Records from a collection:
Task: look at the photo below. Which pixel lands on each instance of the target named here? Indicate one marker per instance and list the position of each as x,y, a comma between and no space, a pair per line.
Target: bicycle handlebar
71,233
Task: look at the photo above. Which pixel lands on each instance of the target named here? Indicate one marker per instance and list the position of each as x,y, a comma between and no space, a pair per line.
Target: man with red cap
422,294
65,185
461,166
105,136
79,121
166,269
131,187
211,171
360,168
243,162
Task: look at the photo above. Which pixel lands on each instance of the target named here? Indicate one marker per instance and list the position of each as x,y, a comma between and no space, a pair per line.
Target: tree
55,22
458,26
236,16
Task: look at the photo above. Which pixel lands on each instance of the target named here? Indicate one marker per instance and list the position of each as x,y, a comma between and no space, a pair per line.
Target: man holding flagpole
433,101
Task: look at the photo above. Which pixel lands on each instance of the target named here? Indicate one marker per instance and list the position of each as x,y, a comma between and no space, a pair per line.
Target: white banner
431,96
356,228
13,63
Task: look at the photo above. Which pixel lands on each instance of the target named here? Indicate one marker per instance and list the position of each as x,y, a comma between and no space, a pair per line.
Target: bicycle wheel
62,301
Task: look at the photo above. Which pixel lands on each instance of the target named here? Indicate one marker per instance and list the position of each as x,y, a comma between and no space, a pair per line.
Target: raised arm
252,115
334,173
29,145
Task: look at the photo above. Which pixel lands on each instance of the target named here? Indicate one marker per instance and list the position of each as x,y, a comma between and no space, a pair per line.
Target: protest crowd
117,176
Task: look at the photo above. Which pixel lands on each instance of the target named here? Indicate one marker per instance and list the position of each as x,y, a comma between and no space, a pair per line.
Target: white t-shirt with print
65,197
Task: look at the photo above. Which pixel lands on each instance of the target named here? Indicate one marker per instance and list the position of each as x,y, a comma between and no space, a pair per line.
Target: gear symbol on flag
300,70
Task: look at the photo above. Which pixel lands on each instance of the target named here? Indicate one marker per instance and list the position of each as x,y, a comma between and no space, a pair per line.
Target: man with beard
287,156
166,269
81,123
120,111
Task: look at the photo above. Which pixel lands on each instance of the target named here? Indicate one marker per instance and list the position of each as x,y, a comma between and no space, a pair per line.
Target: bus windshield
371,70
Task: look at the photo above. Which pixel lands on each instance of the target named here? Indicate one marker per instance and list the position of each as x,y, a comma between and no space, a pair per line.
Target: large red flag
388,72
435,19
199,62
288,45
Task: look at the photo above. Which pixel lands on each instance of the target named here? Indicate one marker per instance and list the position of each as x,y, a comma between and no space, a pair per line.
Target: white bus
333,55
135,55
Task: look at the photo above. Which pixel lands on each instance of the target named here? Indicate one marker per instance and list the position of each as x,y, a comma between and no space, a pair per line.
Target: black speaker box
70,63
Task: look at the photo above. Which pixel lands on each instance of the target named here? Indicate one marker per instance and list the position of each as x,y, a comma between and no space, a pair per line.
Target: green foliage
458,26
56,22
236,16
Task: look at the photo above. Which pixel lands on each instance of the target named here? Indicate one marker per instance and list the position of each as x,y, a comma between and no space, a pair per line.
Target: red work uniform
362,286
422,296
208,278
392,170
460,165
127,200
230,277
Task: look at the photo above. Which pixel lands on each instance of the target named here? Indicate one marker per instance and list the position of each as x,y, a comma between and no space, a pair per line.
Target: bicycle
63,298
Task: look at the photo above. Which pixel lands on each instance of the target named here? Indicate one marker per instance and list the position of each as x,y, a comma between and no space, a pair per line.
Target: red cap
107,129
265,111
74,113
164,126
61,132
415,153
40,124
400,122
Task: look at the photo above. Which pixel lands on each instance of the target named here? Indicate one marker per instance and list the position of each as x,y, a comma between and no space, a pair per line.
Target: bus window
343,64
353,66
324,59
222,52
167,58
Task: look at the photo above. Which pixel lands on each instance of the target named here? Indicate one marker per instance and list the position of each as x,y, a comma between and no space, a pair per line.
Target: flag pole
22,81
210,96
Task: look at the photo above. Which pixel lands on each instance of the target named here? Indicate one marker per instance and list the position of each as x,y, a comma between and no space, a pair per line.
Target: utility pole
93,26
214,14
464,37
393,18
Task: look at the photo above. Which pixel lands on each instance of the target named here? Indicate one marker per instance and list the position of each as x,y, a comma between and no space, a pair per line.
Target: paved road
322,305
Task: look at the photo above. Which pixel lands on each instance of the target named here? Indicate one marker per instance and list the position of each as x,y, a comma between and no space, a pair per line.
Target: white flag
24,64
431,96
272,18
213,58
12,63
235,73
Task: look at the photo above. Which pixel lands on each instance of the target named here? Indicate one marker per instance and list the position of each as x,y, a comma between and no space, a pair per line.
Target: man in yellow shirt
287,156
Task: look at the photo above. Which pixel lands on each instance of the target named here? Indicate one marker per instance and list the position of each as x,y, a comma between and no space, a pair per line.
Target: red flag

| Work instruction |
With no line omitted, copy all the data exactly.

| Output of the task |
Task: look at the photo below. Which pixel lands on each instance of the target named here? Indicate one marker per instance and list the position of each as x,y, a comma between and no space, a pair per line.
Target: bicycle handlebar
71,233
Task: look at the photo above. Which pixel lands on each instance of the target named here? Indicate one marker per instance and list the position of each as x,y, a comma between and no space, a pair per line.
Target: man with red cap
422,294
65,185
461,166
105,136
79,121
166,269
131,187
211,171
360,168
243,162
Task: look at the photo above. Which pixel lands on each instance of the target named here? Indicate one marker per instance and list the position of each as x,y, a comma between and no space, a pair per line.
Target: tree
55,22
458,26
236,16
Task: look at the photo above. Which pixel lands on each instance of the target named here? Indicate one marker per instance and list the position of each as x,y, a comma between and no space, a pair per line.
Target: man holding flagpole
433,101
Task: look at the photo above. Which pixel lands on each instance of the target named here? Indicate one marker per instance and list the position of each as x,y, a comma between and no space, a pair per line.
Target: white banner
431,96
356,228
13,63
Task: look at the photo above. Which pixel lands on each instance of the target named here? Indicate one marker per instance and list the position of each as x,y, a comma between and no space, a pair per line.
Target: bicycle wheel
62,301
Task: look at the photo above. Which pixel lands on each instance of the target named here? Indicate one marker per instance and list the position of each as x,y, a comma between and no space, a pair per line.
Target: raised arm
252,115
334,173
29,145
Task: look at the photo above. Which pixel lands on each instance of the target named here? Indicate one marker per instance and list the position of each as x,y, a comma between and no space, a pair per line.
Target: protest crowd
117,176
Task: look at the photo above. Which pixel lands on each instance of the target named here? Indicate one marker per instance and list the position of each as x,y, a comma between and no space, a pair per line.
Target: white t-shirt with print
65,197
Task: look at the photo above. Which pixel lands on each instance of the target named here? Indicate one marker per instance and list the position of each as x,y, a comma between and no space, a pair per line.
Target: gear symbol on flag
300,70
Task: look at the photo above. Which pixel lands on each instance of the target named here? Indicate one marker per instance and list the position of each as x,y, a comma between and no space, a pair per line.
Target: man with beard
287,156
166,269
81,123
120,111
Task: look at the photo above. Which pixel lands on each instance of the target named here? Indicate one marker per instance and list the position of each as x,y, a comma between and no space, a pair per line.
Target: bus windshield
371,70
Task: look at the photo above. Which pixel lands on each instance of the target named here? Indicate one marker per instance and list the position of each as x,y, a comma between and no space, a pair per line.
Target: large red flag
388,72
435,19
199,62
288,45
Task: look at the photo above. Which pixel lands on each instance of the target named here? Indicate one marker per instance and list the position of each as x,y, a comma between and no space, a pair per line.
Target: white bus
333,55
135,55
Task: look at the photo above. Which pixel lands on each instance of the target named here? Indicate one marker per instance and list the position of each as x,y, a comma between and no space, a pair per line.
Target: black speaker box
70,63
Task: look at the photo above. Which pixel lands on each instance of the target named here? Indicate one marker per instance and list the position of each as x,y, a comma between and no space, a pair per line.
Target: green foliage
458,26
56,22
236,16
Task: look at the photo above. Which pixel lands on each instance of the target named here? Indicate one marker per instance and list the position of each as x,y, a comma between and no space, a pair per line.
Target: red work uniform
362,286
422,296
208,278
392,170
460,165
127,200
230,277
Task: look at the photo above. Which pixel lands on each instance of the target named here? Indicate one marker per instance and list the position of each as x,y, a comma between and no space, a pair per line.
Target: bicycle
63,298
Task: look at the photo above. Which pixel lands on each instance of the target named here? Indicate one marker per instance and list the position of each as x,y, a comma between and no space, a pair per line.
Target: red cap
107,129
265,111
74,113
164,126
61,132
415,153
40,124
400,122
Task: look at the photo above. Which pixel lands on each instance of the target named here? Indicate one marker per instance and list the position of each as x,y, a comma between and no space, a pair per line.
Target: bus window
343,64
353,66
324,59
222,52
167,58
Task: look at the photo above. Which pixel lands on each instance of the target named here? Indicate one marker per instance and list the position of each as x,y, a comma between and no space, a pair per line.
Target: flag pole
22,81
210,96
Task: look at the photo above. Which pixel lands on each instance of the target named here? Indicate one marker per instance and list the position of each as x,y, a comma between and no space, a pair per line.
Target: utility pole
93,26
214,14
464,37
393,18
Task: look at the photo above. Which pixel lands on each instance of the target named here? Indicate one marker per instance and list the position of each as x,y, a comma between and no space, a pair per line.
Target: paved road
322,305
Task: look at the photo above. Which pixel lands on each instance of the target named here? Indicate one marker per instance and list the position of each as x,y, a comma between and no space, a pair per line.
Target: white flag
24,64
431,96
272,18
213,58
12,63
235,73
Task: look at the photo above. Which pixel lands on each instance of the target named here? Indicate one marker per instance and list the position of each as x,y, a comma between and no space, a pair per line.
Target: man in yellow shirt
287,156
Task: look at the photo above. Which pixel lands on each instance of the target named here? Indicate one marker per instance and list the position of each as x,y, a comma between and no space, a pair per line.
Target: red flag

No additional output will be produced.